» What you are asked to do:
Could you change every "ring rule" in the lines below to "fill rule", keep everything else the same, and give the lines back without the pictures?
─── Data ───
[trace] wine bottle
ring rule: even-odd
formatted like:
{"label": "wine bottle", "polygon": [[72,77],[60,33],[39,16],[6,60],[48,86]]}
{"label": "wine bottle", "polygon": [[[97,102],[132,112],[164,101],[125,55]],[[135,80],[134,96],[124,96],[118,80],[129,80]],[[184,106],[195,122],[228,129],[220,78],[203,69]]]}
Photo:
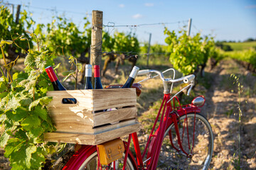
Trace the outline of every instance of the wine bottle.
{"label": "wine bottle", "polygon": [[[48,66],[46,68],[46,73],[50,78],[50,81],[53,86],[55,91],[65,91],[66,89],[61,84],[58,80],[54,70],[51,66]],[[64,104],[75,104],[76,100],[75,98],[63,98],[62,101]]]}
{"label": "wine bottle", "polygon": [[103,89],[102,84],[100,81],[100,66],[95,65],[94,66],[94,77],[95,77],[95,89]]}
{"label": "wine bottle", "polygon": [[121,89],[132,87],[132,84],[134,81],[135,77],[137,76],[137,74],[138,74],[139,70],[139,68],[138,67],[134,66],[132,68],[130,75],[129,76],[129,77],[128,77],[127,81],[125,82],[125,84],[124,84],[124,86],[122,86],[122,87],[121,87]]}
{"label": "wine bottle", "polygon": [[92,85],[92,65],[85,65],[85,89],[93,89]]}

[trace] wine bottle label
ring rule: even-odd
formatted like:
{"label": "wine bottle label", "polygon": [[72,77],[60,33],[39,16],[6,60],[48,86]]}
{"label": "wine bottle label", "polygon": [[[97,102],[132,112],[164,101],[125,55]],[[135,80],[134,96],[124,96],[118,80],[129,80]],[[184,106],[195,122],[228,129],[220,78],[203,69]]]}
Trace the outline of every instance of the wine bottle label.
{"label": "wine bottle label", "polygon": [[51,82],[54,82],[58,80],[58,77],[51,66],[47,67],[46,68],[46,71]]}
{"label": "wine bottle label", "polygon": [[100,77],[100,66],[99,65],[95,65],[94,66],[94,76],[95,77]]}
{"label": "wine bottle label", "polygon": [[85,65],[85,76],[92,76],[92,65]]}
{"label": "wine bottle label", "polygon": [[129,75],[130,77],[132,77],[133,79],[135,79],[137,74],[138,74],[138,72],[139,70],[139,68],[138,67],[134,66],[132,68],[132,72]]}

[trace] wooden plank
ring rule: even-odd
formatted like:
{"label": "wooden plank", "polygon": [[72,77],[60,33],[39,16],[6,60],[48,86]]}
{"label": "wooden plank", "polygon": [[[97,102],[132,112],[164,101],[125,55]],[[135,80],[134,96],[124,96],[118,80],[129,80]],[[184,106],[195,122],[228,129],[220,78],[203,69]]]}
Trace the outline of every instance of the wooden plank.
{"label": "wooden plank", "polygon": [[92,93],[93,110],[136,106],[137,103],[134,88],[99,89],[93,90]]}
{"label": "wooden plank", "polygon": [[94,125],[93,115],[88,111],[71,111],[68,109],[49,109],[50,116],[53,119],[53,122],[55,123],[62,123],[67,121],[73,122],[74,123],[77,122],[82,122],[86,125],[91,126]]}
{"label": "wooden plank", "polygon": [[97,135],[48,132],[44,135],[44,138],[47,142],[96,145],[139,130],[139,123],[137,123]]}
{"label": "wooden plank", "polygon": [[95,145],[95,136],[86,134],[48,132],[44,135],[44,140],[47,142]]}
{"label": "wooden plank", "polygon": [[114,123],[122,120],[134,118],[137,115],[136,107],[124,108],[112,111],[105,111],[93,115],[93,126]]}
{"label": "wooden plank", "polygon": [[104,125],[104,126],[101,126],[101,127],[97,127],[97,128],[93,128],[93,130],[94,130],[93,134],[96,135],[96,134],[99,134],[99,133],[102,133],[105,132],[111,131],[111,130],[113,130],[115,129],[120,128],[122,127],[134,125],[136,123],[138,123],[138,121],[136,119],[132,119],[132,120],[128,120],[126,121],[120,122],[119,123],[114,124],[114,125]]}
{"label": "wooden plank", "polygon": [[125,136],[130,133],[138,132],[139,130],[139,123],[135,123],[131,125],[124,126],[119,129],[115,129],[109,132],[105,132],[95,135],[95,144],[103,143],[116,139],[119,137]]}
{"label": "wooden plank", "polygon": [[[47,92],[47,96],[53,96],[53,101],[48,104],[49,107],[92,110],[92,90],[52,91]],[[63,98],[74,98],[78,103],[76,104],[62,103]]]}

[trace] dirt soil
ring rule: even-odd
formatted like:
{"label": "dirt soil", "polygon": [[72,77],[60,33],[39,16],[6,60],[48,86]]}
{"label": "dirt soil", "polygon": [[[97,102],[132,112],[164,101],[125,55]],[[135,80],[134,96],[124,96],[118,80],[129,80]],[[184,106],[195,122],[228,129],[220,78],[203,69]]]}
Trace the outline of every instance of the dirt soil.
{"label": "dirt soil", "polygon": [[[114,71],[107,72],[106,76],[112,73]],[[238,86],[233,84],[234,81],[230,79],[230,74],[233,73],[239,76],[239,81],[243,85],[240,96],[238,95]],[[247,71],[235,61],[228,60],[221,61],[213,70],[206,68],[206,76],[210,77],[210,89],[206,89],[201,86],[198,86],[196,89],[205,92],[206,102],[202,113],[211,124],[215,136],[214,152],[210,169],[256,169],[255,74]],[[113,76],[112,79],[117,77],[118,76]],[[104,82],[105,79],[102,79],[103,84],[108,84],[109,82]],[[145,106],[142,106],[145,108]],[[146,106],[146,108],[149,106]],[[240,123],[238,108],[242,111]],[[141,110],[139,115],[146,111],[143,110]],[[147,137],[143,133],[140,135],[139,140]],[[238,168],[239,139],[240,169]],[[0,148],[0,170],[10,169],[8,165],[8,160],[4,157],[4,150]]]}
{"label": "dirt soil", "polygon": [[[206,106],[202,110],[206,113],[215,135],[210,169],[256,169],[255,75],[230,60],[223,60],[213,70],[206,72],[213,77],[210,89],[206,94]],[[243,85],[240,97],[238,86],[233,84],[230,74],[239,76],[239,81]],[[240,123],[238,107],[242,111]],[[240,169],[238,168],[239,137]]]}

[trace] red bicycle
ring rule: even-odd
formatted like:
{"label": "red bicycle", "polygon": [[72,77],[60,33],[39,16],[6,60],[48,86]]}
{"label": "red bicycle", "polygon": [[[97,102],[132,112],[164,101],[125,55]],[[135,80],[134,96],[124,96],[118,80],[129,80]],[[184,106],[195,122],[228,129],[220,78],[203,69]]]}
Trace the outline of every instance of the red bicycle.
{"label": "red bicycle", "polygon": [[[163,73],[174,72],[174,78],[165,79]],[[152,76],[151,74],[156,74]],[[63,169],[208,169],[213,152],[213,133],[210,123],[200,114],[205,103],[203,96],[195,98],[191,104],[181,106],[176,95],[188,89],[188,95],[194,84],[191,74],[174,79],[175,71],[164,72],[146,69],[138,75],[148,78],[160,76],[164,85],[164,98],[149,137],[142,154],[137,132],[124,141],[123,158],[108,165],[101,165],[96,146],[82,145]],[[183,82],[186,86],[171,97],[174,83]],[[169,89],[169,86],[171,88]],[[129,150],[132,138],[136,158]]]}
───
» Solution for this problem:
[trace] wine bottle
fill rule: even-odd
formatted like:
{"label": "wine bottle", "polygon": [[72,77],[60,33],[39,16],[6,60],[48,86]]}
{"label": "wine bottle", "polygon": [[[97,102],[132,112],[164,101],[125,55]],[[135,80],[134,96],[124,96],[118,80],[129,80]],[[184,106],[195,122],[228,129],[220,78],[203,69]]]}
Photo:
Trace the outline of every instance of the wine bottle.
{"label": "wine bottle", "polygon": [[[48,66],[46,68],[46,73],[50,78],[50,81],[53,86],[55,91],[65,91],[66,89],[61,84],[58,80],[54,70],[51,66]],[[64,104],[75,104],[76,100],[75,98],[63,98],[62,101]]]}
{"label": "wine bottle", "polygon": [[103,89],[102,84],[100,81],[100,66],[95,65],[94,66],[94,77],[95,77],[95,89]]}
{"label": "wine bottle", "polygon": [[121,89],[132,87],[132,84],[134,81],[135,77],[137,76],[137,74],[138,74],[139,70],[139,68],[138,67],[134,66],[132,68],[130,75],[129,76],[129,77],[128,77],[127,81],[125,82],[125,84],[124,84],[124,86],[122,86],[122,87],[121,87]]}
{"label": "wine bottle", "polygon": [[92,85],[92,65],[85,65],[85,89],[93,89]]}

[trace] wine bottle label
fill rule: even-odd
formatted like:
{"label": "wine bottle label", "polygon": [[72,77],[60,33],[39,16],[6,60],[48,86]]}
{"label": "wine bottle label", "polygon": [[[97,102],[132,112],[164,101],[125,55]],[[135,80],[134,96],[124,96],[118,80],[129,80]],[[184,106],[195,122],[228,129],[220,78],[203,69]]]}
Trace the outline of every instance of the wine bottle label.
{"label": "wine bottle label", "polygon": [[51,82],[54,82],[58,80],[58,77],[51,66],[47,67],[46,68],[46,71]]}
{"label": "wine bottle label", "polygon": [[100,77],[100,66],[99,65],[95,65],[94,66],[94,76],[95,77]]}
{"label": "wine bottle label", "polygon": [[85,65],[85,76],[92,76],[92,65]]}
{"label": "wine bottle label", "polygon": [[129,75],[130,77],[132,77],[133,79],[135,79],[137,74],[138,74],[138,72],[139,70],[139,68],[138,67],[134,66],[132,68],[132,72]]}

[trace] wooden plank
fill rule: even-odd
formatted like:
{"label": "wooden plank", "polygon": [[72,77],[60,33],[39,16],[6,60],[48,86]]}
{"label": "wooden plank", "polygon": [[[97,102],[132,112],[164,101],[125,55]],[[135,80],[134,96],[124,96],[118,80],[129,80]],[[184,106],[195,122],[228,129],[220,78],[203,69]]]}
Trace the outline of every instance of the wooden plank.
{"label": "wooden plank", "polygon": [[92,93],[93,110],[136,106],[137,103],[134,88],[99,89],[93,90]]}
{"label": "wooden plank", "polygon": [[94,125],[93,115],[88,111],[71,111],[68,109],[49,109],[50,116],[53,119],[53,122],[55,123],[62,123],[67,121],[73,122],[74,123],[77,122],[82,122],[86,125],[91,126]]}
{"label": "wooden plank", "polygon": [[97,135],[48,132],[44,135],[44,138],[47,142],[96,145],[139,130],[139,123],[137,123]]}
{"label": "wooden plank", "polygon": [[95,145],[95,136],[86,134],[48,132],[44,135],[44,140],[47,142]]}
{"label": "wooden plank", "polygon": [[114,123],[122,120],[134,118],[137,115],[136,107],[124,108],[112,111],[105,111],[93,115],[93,126]]}
{"label": "wooden plank", "polygon": [[104,125],[104,126],[101,126],[101,127],[97,127],[97,128],[93,128],[93,130],[94,130],[93,134],[96,135],[96,134],[99,134],[99,133],[102,133],[105,132],[111,131],[111,130],[113,130],[115,129],[120,128],[122,127],[134,125],[136,123],[138,123],[138,121],[136,119],[132,119],[132,120],[128,120],[126,121],[120,122],[119,123],[114,124],[114,125]]}
{"label": "wooden plank", "polygon": [[125,136],[130,133],[138,132],[139,130],[139,123],[135,123],[131,125],[124,126],[119,129],[115,129],[109,132],[105,132],[95,135],[95,144],[103,143],[116,139],[119,137]]}
{"label": "wooden plank", "polygon": [[[47,92],[47,96],[53,96],[53,101],[48,104],[49,107],[92,110],[92,90],[52,91]],[[63,98],[74,98],[78,103],[76,104],[62,103]]]}

[trace] dirt soil
fill rule: even-odd
formatted like:
{"label": "dirt soil", "polygon": [[72,77],[60,33],[39,16],[6,60],[48,86]]}
{"label": "dirt soil", "polygon": [[[97,102],[132,112],[164,101],[125,55]],[[135,80],[134,96],[124,96],[118,80],[129,80]],[[184,106],[195,122],[228,129],[220,78],[203,69]]]}
Trace the outline of every instance of the dirt soil.
{"label": "dirt soil", "polygon": [[[114,71],[107,72],[106,76],[112,73]],[[238,86],[233,84],[234,81],[230,79],[230,74],[233,73],[239,76],[239,81],[243,85],[240,96],[238,95]],[[247,71],[235,61],[228,60],[221,61],[213,70],[206,68],[206,76],[210,77],[210,89],[206,89],[201,86],[198,86],[196,89],[205,92],[206,102],[202,113],[211,124],[215,136],[214,152],[210,169],[256,169],[255,74]],[[113,76],[112,79],[117,77],[118,76]],[[104,82],[105,79],[102,79],[103,84],[108,84],[109,82]],[[145,106],[142,106],[145,108]],[[146,106],[146,108],[149,106]],[[240,123],[238,108],[242,111]],[[141,110],[139,115],[146,111],[143,110]],[[147,137],[143,133],[140,135],[139,140]],[[238,168],[239,139],[240,169]],[[0,148],[0,170],[10,169],[8,165],[8,160],[4,157],[4,150]]]}
{"label": "dirt soil", "polygon": [[[206,106],[202,110],[206,113],[215,135],[210,169],[256,169],[255,75],[230,60],[223,60],[213,70],[206,72],[213,77],[210,89],[206,94]],[[243,85],[240,97],[238,86],[233,84],[230,74],[239,76],[239,81]],[[240,123],[238,107],[242,111]],[[240,169],[238,168],[239,137]]]}

[trace] red bicycle
fill rule: even-odd
formatted like:
{"label": "red bicycle", "polygon": [[72,77],[60,33],[39,16],[6,60],[48,86]]}
{"label": "red bicycle", "polygon": [[[97,102],[132,112],[164,101],[125,55]],[[135,80],[134,96],[124,96],[118,80],[129,80]],[[184,106],[195,122],[228,129],[220,78],[203,69]]]}
Trace the outline of every instance of the red bicycle.
{"label": "red bicycle", "polygon": [[[163,73],[174,72],[174,78],[165,79]],[[152,76],[151,74],[156,74]],[[63,169],[208,169],[213,152],[213,133],[210,123],[200,114],[205,103],[203,96],[195,98],[191,104],[181,106],[176,95],[188,89],[188,95],[194,84],[191,74],[174,79],[175,71],[164,72],[146,69],[138,75],[148,78],[160,76],[164,85],[164,98],[149,137],[142,154],[137,132],[124,141],[123,158],[108,165],[101,165],[96,146],[82,145]],[[183,82],[186,86],[171,97],[174,83]],[[169,89],[169,86],[171,88]],[[129,150],[132,138],[136,158]]]}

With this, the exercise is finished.